-- STATED EXERCISE --
Copy the stretch of the records from the line containing "Instruction for labeler: the class to annotate is dog's eye." through the line containing "71, 118, 656, 569", keeping every line. Offset each box coordinate in the answers by -80.

-- DATA FOR THIS TASK --
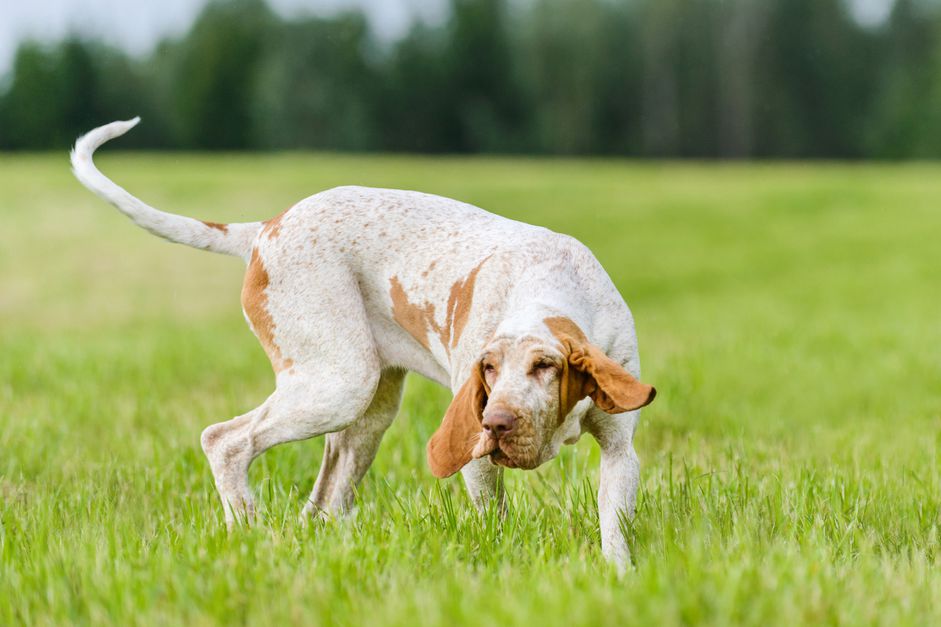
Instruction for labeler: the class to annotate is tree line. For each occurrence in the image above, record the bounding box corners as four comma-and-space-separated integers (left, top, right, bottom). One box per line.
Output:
0, 0, 941, 159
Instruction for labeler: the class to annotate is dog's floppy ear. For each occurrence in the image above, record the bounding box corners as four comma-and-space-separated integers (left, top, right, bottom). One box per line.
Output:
544, 317, 657, 417
427, 364, 487, 479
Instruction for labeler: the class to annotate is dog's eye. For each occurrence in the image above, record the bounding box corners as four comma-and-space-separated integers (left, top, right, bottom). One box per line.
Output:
533, 360, 555, 374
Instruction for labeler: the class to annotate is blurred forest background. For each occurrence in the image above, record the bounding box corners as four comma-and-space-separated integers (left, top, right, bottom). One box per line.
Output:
0, 0, 941, 159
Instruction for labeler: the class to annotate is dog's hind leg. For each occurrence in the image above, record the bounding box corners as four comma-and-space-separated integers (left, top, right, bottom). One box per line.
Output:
202, 248, 380, 526
202, 366, 379, 526
301, 369, 405, 521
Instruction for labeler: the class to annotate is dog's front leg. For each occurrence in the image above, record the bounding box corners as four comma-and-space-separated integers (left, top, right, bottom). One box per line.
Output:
591, 409, 640, 572
461, 457, 506, 515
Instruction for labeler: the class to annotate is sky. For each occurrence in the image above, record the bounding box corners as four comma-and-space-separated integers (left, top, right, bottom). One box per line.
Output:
0, 0, 895, 76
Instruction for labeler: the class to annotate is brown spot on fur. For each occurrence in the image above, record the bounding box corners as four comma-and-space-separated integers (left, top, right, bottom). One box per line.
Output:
242, 248, 294, 372
389, 276, 435, 348
389, 257, 489, 355
441, 257, 489, 348
202, 220, 229, 233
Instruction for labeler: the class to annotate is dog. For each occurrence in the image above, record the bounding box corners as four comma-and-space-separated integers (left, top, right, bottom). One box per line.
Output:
71, 118, 656, 569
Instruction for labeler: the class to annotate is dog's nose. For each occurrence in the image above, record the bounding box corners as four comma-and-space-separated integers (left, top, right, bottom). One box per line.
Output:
483, 411, 516, 439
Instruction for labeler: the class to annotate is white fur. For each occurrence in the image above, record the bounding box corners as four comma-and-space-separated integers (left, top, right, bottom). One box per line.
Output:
72, 119, 640, 568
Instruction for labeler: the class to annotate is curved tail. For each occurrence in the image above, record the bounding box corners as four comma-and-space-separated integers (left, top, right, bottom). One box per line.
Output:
71, 118, 262, 261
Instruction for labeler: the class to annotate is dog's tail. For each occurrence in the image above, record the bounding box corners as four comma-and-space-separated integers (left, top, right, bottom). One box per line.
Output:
72, 118, 262, 261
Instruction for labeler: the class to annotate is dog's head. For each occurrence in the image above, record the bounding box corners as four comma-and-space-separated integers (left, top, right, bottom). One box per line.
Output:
428, 317, 656, 477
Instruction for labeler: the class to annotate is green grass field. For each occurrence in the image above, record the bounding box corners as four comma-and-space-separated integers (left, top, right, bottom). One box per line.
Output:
0, 151, 941, 626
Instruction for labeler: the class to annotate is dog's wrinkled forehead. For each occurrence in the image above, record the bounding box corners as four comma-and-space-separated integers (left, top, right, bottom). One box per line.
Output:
481, 331, 564, 361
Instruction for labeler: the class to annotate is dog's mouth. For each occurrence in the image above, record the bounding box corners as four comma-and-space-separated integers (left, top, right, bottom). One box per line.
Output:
471, 432, 533, 468
490, 447, 519, 468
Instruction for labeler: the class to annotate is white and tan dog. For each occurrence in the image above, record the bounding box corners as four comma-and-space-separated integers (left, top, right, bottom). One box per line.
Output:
72, 119, 655, 567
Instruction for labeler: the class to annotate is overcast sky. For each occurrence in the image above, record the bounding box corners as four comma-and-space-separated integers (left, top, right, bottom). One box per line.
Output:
0, 0, 894, 76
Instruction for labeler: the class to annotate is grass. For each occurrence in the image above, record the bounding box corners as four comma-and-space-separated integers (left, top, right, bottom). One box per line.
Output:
0, 152, 941, 625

-- SOLUTION TO THIS TASK --
Instruction for labeler: the class to annotate is dog's eye. For each occurrence in the image above, record the bounding box corners as four comma-and-space-separated integers (left, top, right, bottom). One box per line.
Output:
453, 280, 475, 294
Instruction for labeler: the class to annotate is blurred forest background. For each occurrence in the image above, record the bounding box corners as four comma-and-space-separated integers (left, top, right, bottom). One box per line.
Output:
-80, -80, 861, 79
Instruction for labeler: the class to annotate is dog's hind leg. For each occurrence in the image above, record the bounding box corners as four comma-and-space-separated integers (left, top, right, bottom). One box per line.
Output:
122, 168, 300, 446
122, 286, 299, 446
221, 289, 325, 441
Instruction for labeler: the class to annotate is dog's front leg. For each occurrence in the image above, record the bounding box corners as four comma-and-space-separated integers (left, top, right, bottom). One box per line.
Output:
511, 329, 560, 492
381, 377, 426, 435
Instruction for labeler: the class to annotate is sky. For each occurrence in the image above, record the bounding box corners as four comma-and-space-separated integers (left, top, right, bottom). One box per line.
Output:
-80, -80, 815, -4
Instruction for labeler: the class to annotate is brown spot on fur. For each occurrence in the image above, record the bounding box corners as four comma-and-space-separated integers (left, top, right, bottom). One box per line.
Output:
162, 168, 214, 292
309, 196, 355, 268
309, 177, 409, 275
361, 177, 409, 268
122, 140, 149, 153
Instruction for labeler: the class to annotate is dog. For each occurrence in the image above, record the bounding box corners as four comma-and-space-separated integers (left, top, right, bottom). One box per line.
Output:
-9, 38, 576, 489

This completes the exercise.